Travail demandé =>
(a) Dans la décision sur l'audience d'intérêt public, qui est la plaignante ?
(b) Recopiez tout le passage de la décision sur l'audience d'intérêt public, de « Décision de tenir » jusqu'à « bas de page 1. ».
(c) Reprenez la décision sur l'audience d'intérêt public là où elle s'arrête et poursuivez-en la rédaction.

Extrait du texte =>
━━━━━━━━━━━━━━━━━━━━━━━━━━━━━━
Décision de tenir une audience d’intérêt public (CPPM 2024-037)
Le 30 avril 2025
Vue d’ensemble
1. J’ai décidé de tenir une audience d’intérêt public sur cette plainte. Madame Orton, la plaignante, affirme que la police militaire a fait preuve de négligence lors d’une vérification du bien-être de son mari, le caporal-chef (Cplc) Shaun Orton. Tragiquement, il a ensuite été retrouvé mort par suicide. Compte tenu de la gravité des allégations, des implications systémiques plus générales et de l’intérêt public concernant la réponse au suicide, ainsi que des considérations procédurales entourant cette affaire, une audience d’intérêt public est justifiéeNote de bas de page 1.
━━━━━━━━━━━━━━━━━━━━━━━━━━━━━━
Données enregistrées =>

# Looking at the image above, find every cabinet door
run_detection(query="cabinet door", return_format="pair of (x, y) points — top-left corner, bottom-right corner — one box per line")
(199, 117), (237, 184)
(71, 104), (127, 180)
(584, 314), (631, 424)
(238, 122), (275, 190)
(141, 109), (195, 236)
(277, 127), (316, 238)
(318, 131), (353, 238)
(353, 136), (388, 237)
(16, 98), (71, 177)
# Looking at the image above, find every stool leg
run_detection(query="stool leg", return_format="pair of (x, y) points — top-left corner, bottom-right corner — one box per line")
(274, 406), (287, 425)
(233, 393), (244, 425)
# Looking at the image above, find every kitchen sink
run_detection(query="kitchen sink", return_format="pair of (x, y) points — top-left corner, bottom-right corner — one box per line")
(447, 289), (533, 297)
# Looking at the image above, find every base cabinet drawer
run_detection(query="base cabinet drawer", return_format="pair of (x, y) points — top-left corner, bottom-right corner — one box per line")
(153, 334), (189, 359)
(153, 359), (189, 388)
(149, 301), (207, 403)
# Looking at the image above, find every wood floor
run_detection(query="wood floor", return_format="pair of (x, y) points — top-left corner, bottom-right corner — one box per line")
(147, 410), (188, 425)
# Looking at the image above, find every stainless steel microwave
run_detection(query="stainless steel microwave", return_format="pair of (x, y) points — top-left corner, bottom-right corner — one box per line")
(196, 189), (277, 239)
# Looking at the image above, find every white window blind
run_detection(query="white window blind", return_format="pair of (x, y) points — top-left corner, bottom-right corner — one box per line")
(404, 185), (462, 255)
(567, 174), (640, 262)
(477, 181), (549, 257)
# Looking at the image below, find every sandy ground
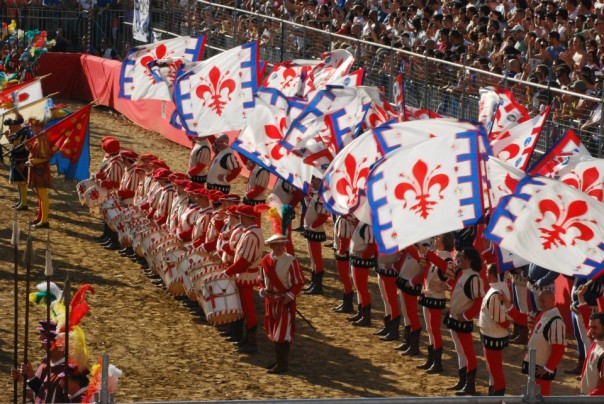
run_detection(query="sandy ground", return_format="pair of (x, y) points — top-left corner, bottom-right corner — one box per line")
━━━━━━━━━━━━━━━━━━━━━━━━━━━━━━
Réponses =>
(a) Madame Orton.

(b)
Décision de tenir une audience d’intérêt public (CPPM 2024-037)
Le 30 avril 2025
Vue d’ensemble
1. J’ai décidé de tenir une audience d’intérêt public sur cette plainte. Madame Orton, la plaignante, affirme que la police militaire a fait preuve de négligence lors d’une vérification du bien-être de son mari, le caporal-chef (Cplc) Shaun Orton. Tragiquement, il a ensuite été retrouvé mort par suicide. Compte tenu de la gravité des allégations, des implications systémiques plus générales et de l’intérêt public concernant la réponse au suicide, ainsi que des considérations procédurales entourant cette affaire, une audience d’intérêt public est justifiéeNote de bas de page 1.

(c)
Contexte
2. Le 21 avril 2024, la plaignante a signalé à la police militaire des communications troublantes de son mari et ses préoccupations concernant sa sécurité. Elle allègue que la police militaire a rejeté à plusieurs reprises ses préoccupations et retardé de façon déraisonnable la tenue d’une vérification du bien-être. Une vérification du bien-être consiste pour les policiers à vérifier le bien-être d’une personne lorsqu’il y a des préoccupations au sujet de sa santé physique ou mentale. La plaignante affirme que lorsque les policiers militaires ont finalement accepté d’effectuer la vérification, ils sont restés à l’extérieur de la maison de son mari pendant 45 minutes avant d’entrer. Elle allègue aussi qu’une fois le corps de son mari découvert, les policiers militaires ont appelé le Service de police d’Ottawa (SPO). Les agents du SPO ont constaté que son mari était toujours vivant et lui ont donné les premiers soins. Son mari a été emmené à l’hôpital par ambulance, où son décès a été prononcé.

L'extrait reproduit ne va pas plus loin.